:: Prompt ::
The reply should hold every record, copied exactly.

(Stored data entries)
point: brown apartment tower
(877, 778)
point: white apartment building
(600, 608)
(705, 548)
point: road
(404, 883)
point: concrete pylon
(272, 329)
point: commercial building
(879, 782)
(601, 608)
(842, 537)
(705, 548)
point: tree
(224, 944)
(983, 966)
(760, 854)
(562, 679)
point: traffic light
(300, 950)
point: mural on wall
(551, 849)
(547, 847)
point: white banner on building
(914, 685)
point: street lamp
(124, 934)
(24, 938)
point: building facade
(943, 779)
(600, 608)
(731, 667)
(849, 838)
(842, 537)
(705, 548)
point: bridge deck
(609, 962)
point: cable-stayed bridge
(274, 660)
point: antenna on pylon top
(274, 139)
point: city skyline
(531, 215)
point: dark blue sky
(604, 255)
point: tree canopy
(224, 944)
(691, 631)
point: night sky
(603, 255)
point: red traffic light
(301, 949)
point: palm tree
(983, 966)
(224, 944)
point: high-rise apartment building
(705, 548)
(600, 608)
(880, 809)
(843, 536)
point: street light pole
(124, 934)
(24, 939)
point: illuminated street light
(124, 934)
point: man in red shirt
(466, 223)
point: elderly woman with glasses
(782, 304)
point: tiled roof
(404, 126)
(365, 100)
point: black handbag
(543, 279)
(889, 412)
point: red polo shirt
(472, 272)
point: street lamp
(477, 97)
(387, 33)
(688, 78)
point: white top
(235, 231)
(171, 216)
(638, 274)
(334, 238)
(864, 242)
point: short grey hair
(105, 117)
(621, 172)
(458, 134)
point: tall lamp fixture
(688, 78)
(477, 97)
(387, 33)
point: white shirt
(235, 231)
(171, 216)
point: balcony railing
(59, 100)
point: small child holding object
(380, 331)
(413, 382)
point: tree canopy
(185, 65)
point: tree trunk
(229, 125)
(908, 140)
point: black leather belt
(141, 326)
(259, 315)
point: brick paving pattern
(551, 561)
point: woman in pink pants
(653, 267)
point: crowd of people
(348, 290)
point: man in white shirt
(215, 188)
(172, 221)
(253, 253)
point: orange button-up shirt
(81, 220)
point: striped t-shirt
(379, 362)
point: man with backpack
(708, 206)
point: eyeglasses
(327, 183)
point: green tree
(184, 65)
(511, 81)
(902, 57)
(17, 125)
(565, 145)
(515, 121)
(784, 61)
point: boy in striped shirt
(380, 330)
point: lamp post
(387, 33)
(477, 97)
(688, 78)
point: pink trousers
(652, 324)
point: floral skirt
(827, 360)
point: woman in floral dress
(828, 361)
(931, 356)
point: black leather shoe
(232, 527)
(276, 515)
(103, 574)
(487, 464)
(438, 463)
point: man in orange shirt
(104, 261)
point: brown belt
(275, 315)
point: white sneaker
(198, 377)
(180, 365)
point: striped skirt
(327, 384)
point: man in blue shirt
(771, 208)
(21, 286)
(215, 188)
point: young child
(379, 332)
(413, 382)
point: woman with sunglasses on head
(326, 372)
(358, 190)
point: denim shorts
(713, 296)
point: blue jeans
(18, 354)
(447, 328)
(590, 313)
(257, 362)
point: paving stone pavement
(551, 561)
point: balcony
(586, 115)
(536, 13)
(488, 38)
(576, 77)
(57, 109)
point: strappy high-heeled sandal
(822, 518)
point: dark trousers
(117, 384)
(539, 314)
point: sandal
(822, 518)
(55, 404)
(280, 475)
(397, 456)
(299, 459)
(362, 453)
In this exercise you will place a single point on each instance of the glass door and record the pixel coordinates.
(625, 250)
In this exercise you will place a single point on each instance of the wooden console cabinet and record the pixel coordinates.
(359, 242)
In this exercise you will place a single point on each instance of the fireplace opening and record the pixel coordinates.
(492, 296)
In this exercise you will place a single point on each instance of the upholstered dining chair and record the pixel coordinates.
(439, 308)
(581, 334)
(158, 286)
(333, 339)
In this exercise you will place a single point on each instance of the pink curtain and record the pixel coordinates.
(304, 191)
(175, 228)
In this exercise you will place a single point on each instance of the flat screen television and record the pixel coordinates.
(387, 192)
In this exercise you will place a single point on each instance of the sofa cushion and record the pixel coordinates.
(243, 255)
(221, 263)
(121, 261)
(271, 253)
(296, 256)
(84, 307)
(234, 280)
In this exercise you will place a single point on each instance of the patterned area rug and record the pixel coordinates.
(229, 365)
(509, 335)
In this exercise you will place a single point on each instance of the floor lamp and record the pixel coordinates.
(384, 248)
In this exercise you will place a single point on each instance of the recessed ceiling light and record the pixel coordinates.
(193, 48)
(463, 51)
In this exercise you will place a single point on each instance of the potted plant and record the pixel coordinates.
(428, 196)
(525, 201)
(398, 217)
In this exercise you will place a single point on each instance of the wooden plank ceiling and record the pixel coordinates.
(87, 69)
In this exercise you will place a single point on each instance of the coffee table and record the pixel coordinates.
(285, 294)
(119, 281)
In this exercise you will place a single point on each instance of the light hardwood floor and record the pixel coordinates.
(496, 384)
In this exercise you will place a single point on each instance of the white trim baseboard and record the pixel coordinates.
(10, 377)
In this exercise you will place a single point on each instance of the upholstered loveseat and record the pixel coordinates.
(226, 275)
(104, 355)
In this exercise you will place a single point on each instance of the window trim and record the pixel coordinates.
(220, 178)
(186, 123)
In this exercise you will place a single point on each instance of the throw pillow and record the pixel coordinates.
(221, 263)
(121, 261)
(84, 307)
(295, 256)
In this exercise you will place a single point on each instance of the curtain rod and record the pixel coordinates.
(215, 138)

:: Response area ::
point: brown apartment tower
(877, 778)
point: white apartment building
(600, 608)
(705, 548)
point: road
(404, 883)
point: concrete pylon
(272, 329)
point: commercial building
(879, 782)
(601, 608)
(842, 537)
(705, 548)
point: tree
(224, 944)
(983, 966)
(760, 854)
(562, 679)
point: traffic light
(300, 950)
point: mural on wall
(551, 849)
(547, 847)
point: white banner on building
(914, 685)
point: street lamp
(124, 934)
(24, 938)
point: building facade
(943, 779)
(600, 608)
(731, 667)
(849, 838)
(842, 537)
(705, 548)
point: bridge deck
(609, 962)
point: cable-stayed bridge
(274, 660)
point: antenna on pylon top
(274, 139)
point: city skyline
(531, 215)
point: dark blue sky
(604, 255)
point: tree canopy
(224, 944)
(691, 631)
point: night sky
(603, 255)
point: red traffic light
(301, 949)
point: palm tree
(983, 966)
(224, 944)
point: high-rise apartment building
(705, 548)
(600, 608)
(880, 809)
(843, 536)
point: street light pole
(124, 934)
(24, 939)
point: illuminated street light
(124, 934)
point: man in red shirt
(466, 223)
point: elderly woman with glasses
(782, 304)
point: tiled roof
(404, 126)
(365, 100)
point: black handbag
(543, 279)
(889, 412)
point: red polo shirt
(472, 272)
point: street lamp
(477, 97)
(387, 33)
(688, 78)
point: white top
(235, 231)
(171, 216)
(638, 274)
(334, 238)
(864, 242)
point: short grey hair
(105, 117)
(621, 172)
(458, 134)
point: tall lamp fixture
(688, 78)
(477, 97)
(387, 33)
point: white shirt
(235, 231)
(171, 216)
point: balcony railing
(59, 100)
point: small child holding object
(380, 331)
(413, 382)
point: tree canopy
(185, 65)
point: tree trunk
(229, 125)
(908, 140)
point: black leather belt
(141, 326)
(259, 315)
point: brick paving pattern
(551, 561)
point: woman in pink pants
(653, 267)
point: crowd of people
(348, 290)
point: man in white shirt
(215, 188)
(172, 221)
(253, 253)
point: orange button-up shirt
(81, 220)
point: striped t-shirt
(379, 362)
point: man with backpack
(708, 206)
point: eyeglasses
(327, 183)
point: green tree
(184, 65)
(511, 81)
(902, 57)
(17, 125)
(565, 145)
(515, 121)
(784, 61)
point: boy in striped shirt
(380, 330)
point: lamp post
(387, 33)
(477, 97)
(688, 78)
point: pink trousers
(652, 324)
point: floral skirt
(827, 360)
point: woman in floral dress
(828, 361)
(931, 356)
point: black leather shoe
(232, 527)
(276, 515)
(103, 574)
(487, 464)
(438, 463)
point: man in orange shirt
(104, 261)
point: brown belt
(275, 315)
point: white sneaker
(198, 377)
(180, 365)
point: striped skirt
(327, 384)
point: man in blue shirt
(771, 208)
(21, 286)
(215, 188)
point: young child
(379, 332)
(413, 382)
point: woman with sunglasses on head
(326, 372)
(358, 190)
point: denim shorts
(713, 296)
point: blue jeans
(18, 354)
(447, 328)
(590, 313)
(257, 362)
point: paving stone pavement
(551, 561)
point: balcony
(586, 115)
(536, 13)
(488, 38)
(576, 77)
(57, 109)
point: strappy high-heeled sandal
(822, 518)
point: dark trousers
(117, 384)
(539, 314)
point: sandal
(822, 518)
(55, 404)
(280, 475)
(397, 456)
(299, 459)
(362, 453)
In this exercise you will place a single point on each instance of the glass door and record the pixel coordinates.
(625, 250)
In this exercise you will place a single point on each instance of the wooden console cabinet and record the pixel coordinates.
(359, 242)
In this exercise you will place a single point on each instance of the fireplace opening and record the pixel coordinates.
(492, 296)
In this exercise you will place a single point on each instance of the upholstered dining chair and record the pixel coordinates.
(439, 308)
(581, 334)
(158, 286)
(333, 339)
In this exercise you will place a single point on each instance of the pink curtain and record the pixel coordinates.
(304, 191)
(175, 228)
In this exercise you will place a single point on each instance of the flat screen television and record the pixel coordinates.
(387, 192)
In this exercise you will place a single point on each instance of the sofa cushion and record the pixel coordinates.
(243, 255)
(221, 263)
(121, 261)
(271, 253)
(296, 256)
(84, 307)
(234, 280)
In this exercise you will place a single point on each instance of the patterned area rug and record the pixel coordinates.
(229, 365)
(509, 335)
In this exercise you will place a single point on each instance of the floor lamp and record the pixel coordinates.
(384, 248)
In this exercise you will place a single point on each instance of the recessed ceiling light and record the pixel coordinates.
(193, 48)
(463, 51)
In this exercise you will place a single point on each instance of the potted plant and record the pixel coordinates.
(428, 196)
(525, 201)
(398, 217)
In this exercise you will place a single point on each instance of the wooden plank ceiling and record the pixel coordinates.
(87, 69)
In this exercise you will place a single point on each instance of the coffee table and record the pixel coordinates.
(285, 294)
(119, 281)
In this exercise you will place a single point on each instance of the light hardwood floor and record the pixel coordinates.
(496, 384)
In this exercise you will place a single point on each instance of the white trim baseboard and record the pixel coordinates.
(10, 377)
In this exercise you will place a single point on each instance of the upholstered loveseat and record the pixel coordinates.
(226, 275)
(104, 355)
In this exercise you will place a single point on each instance of the window trim and record the pixel coordinates.
(220, 178)
(186, 123)
In this exercise you will place a single point on each instance of the throw pillow and record the pixel coordinates.
(221, 263)
(121, 261)
(84, 307)
(295, 256)
In this exercise you will place a single point on each instance of the curtain rod and record the pixel coordinates.
(215, 138)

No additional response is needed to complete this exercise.